**Prova tu:** Trascrivi dal testo sulla Val di Susa tutto ciò che va da "E dobbiamo dire" fino a "guadagnano una miseria.", senza cambiare nulla.

Jacopo ci racconta la fatica di provare a portare un po’ di ragionevolezza in Val di Susa, la fatica di convivere con studi falsati da interessi poco chiari e con progetti assurdi. Sono vicino a lui e a chi come lui tenta di far qualcosa lì dove è pericoloso. Rispetto il dolore dei familiari di Luca Abbà e trovo vergognoso e ripugnante chi se la prende con un ferito che rischia di morire, ma trovo altrettanto sbagliato trasformare in un eroe chi si è fatto male tentando di danneggiare un bene pubblico. Jacopo dice che “Luca ha ritenuto che l’unico modo per manifestare il suo dissenso fosse salire su quel traliccio”. Pur rispettando lui, il suo dolore e quello dei suoi familiari abbiamo il dovere di dire che si è sbagliato e che quello non è un modo accettabile per manifestare dissenso.
E dobbiamo dire con altrettanto coraggio che non è pensabile essere conniventi con coloro che provocano i poliziotti o li insultano. I poliziotti in Val di Susa non sono esponenti dell’impero del male, sono rappresentanti di uno Stato democratico e sono in genere dei poveracci che guadagnano una miseria.

**Materiale fornito:**
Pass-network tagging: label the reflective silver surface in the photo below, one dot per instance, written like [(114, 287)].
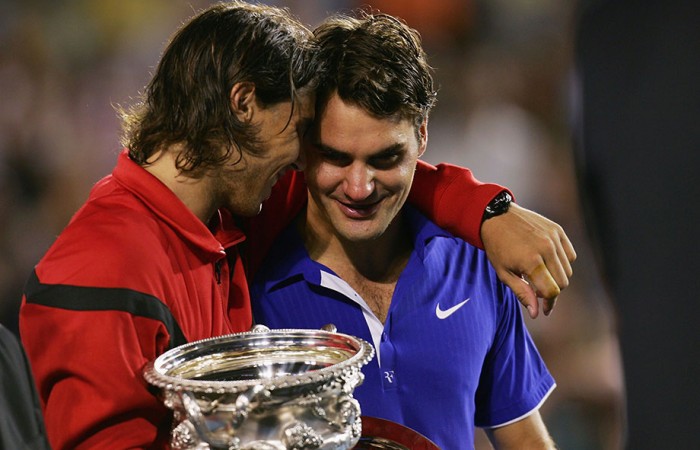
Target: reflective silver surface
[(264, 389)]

---

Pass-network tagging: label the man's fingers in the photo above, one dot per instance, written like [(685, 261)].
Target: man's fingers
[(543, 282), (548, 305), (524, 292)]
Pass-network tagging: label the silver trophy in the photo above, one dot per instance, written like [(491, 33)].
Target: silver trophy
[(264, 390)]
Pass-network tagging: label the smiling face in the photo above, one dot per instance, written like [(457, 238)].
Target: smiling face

**Risposta qui sotto:**
E dobbiamo dire con altrettanto coraggio che non è pensabile essere conniventi con coloro che provocano i poliziotti o li insultano. I poliziotti in Val di Susa non sono esponenti dell’impero del male, sono rappresentanti di uno Stato democratico e sono in genere dei poveracci che guadagnano una miseria.